● To do: In the post about the Chosen One below, roughly how many iterations did the 200-ball simulation take before a clear winner appeared?

● Source extract:
** START **

Posts Tagged: probability


30
Aug 10

The Chosen One

Toss one hundred different balls into your basket. Shuffle them up and select one with equal probability amongst the balls. That ball you just selected, it’s special. Before you put it back, increase its weight by 1/100th. Then put it back, mix up the balls and pick again. If you do this enough, at some point there will be a consistent winner which begins to stand out.

The graph above shows the results of 1000 iterations with 20 balls (each victory increases the weight of the winner by 5%). The more balls you have, the longer it takes before a clear winner appears. Here’s the graph for 200 balls (0.5% weight boost for each victory).

As you can see, in this simulation it took about 85,000 iterations before a clear winner appeared.

I contend that as the number of iterations grows, the probability of seeing a Chosen One approaches unity, no matter how many balls you use. In other words, for any number of balls, a single one of them will eventually see its relative weight, compared to the others, diverge. Can you prove this is true?

BTW this is a good Monte Carlo simulation of the Matthew Effect (no relation).

Here is the code in R to replicate:

numbItems = 200
items = 1:numbItems
itemWeights = rep(1/numbItems,numbItems) # Start out uniform
iterations = 100000
itemHistory = rep(0,iterations)

** END **

● Available data:
** START **

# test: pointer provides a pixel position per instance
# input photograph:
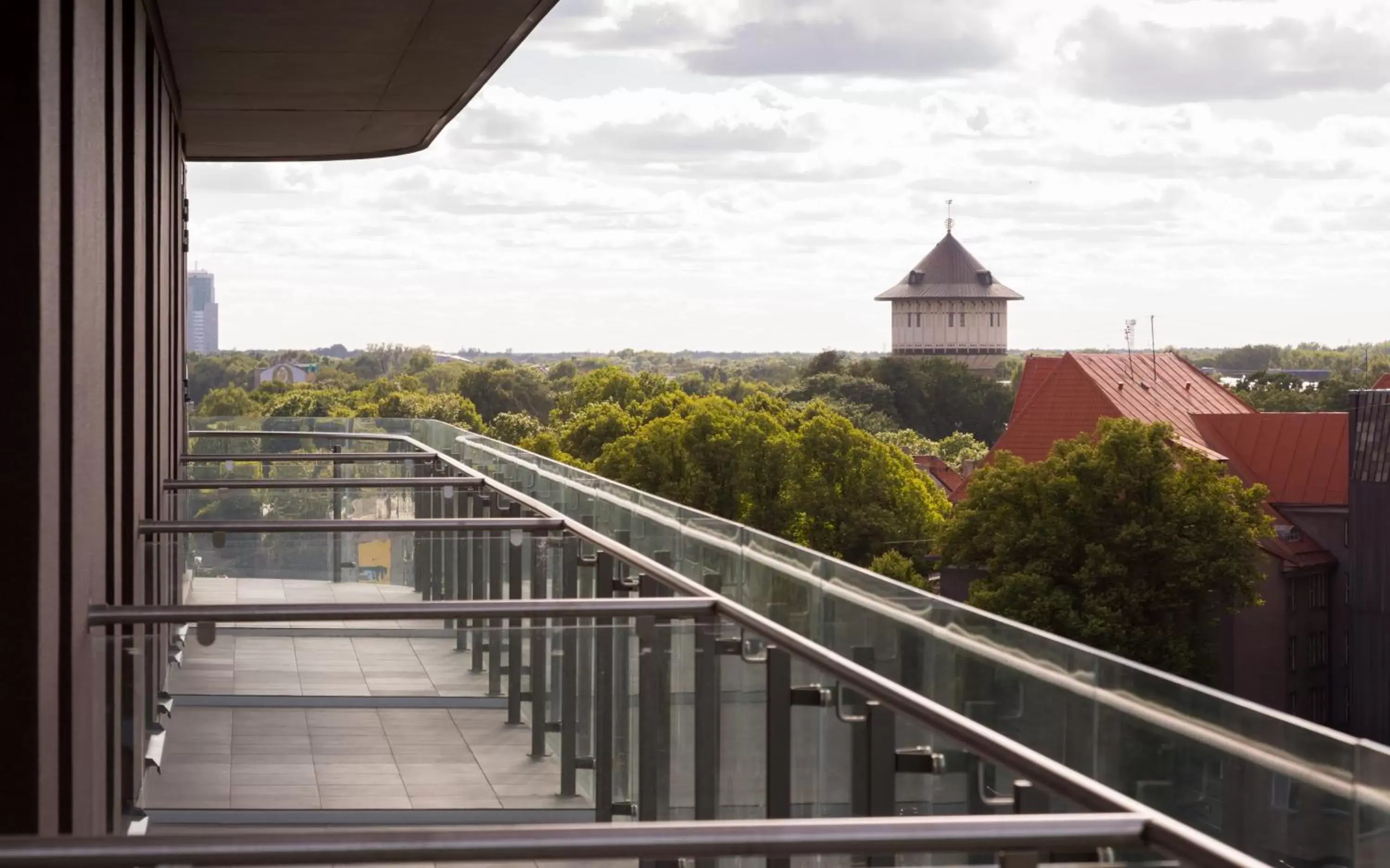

** END **

● Worked solution: About 85,000 iterations.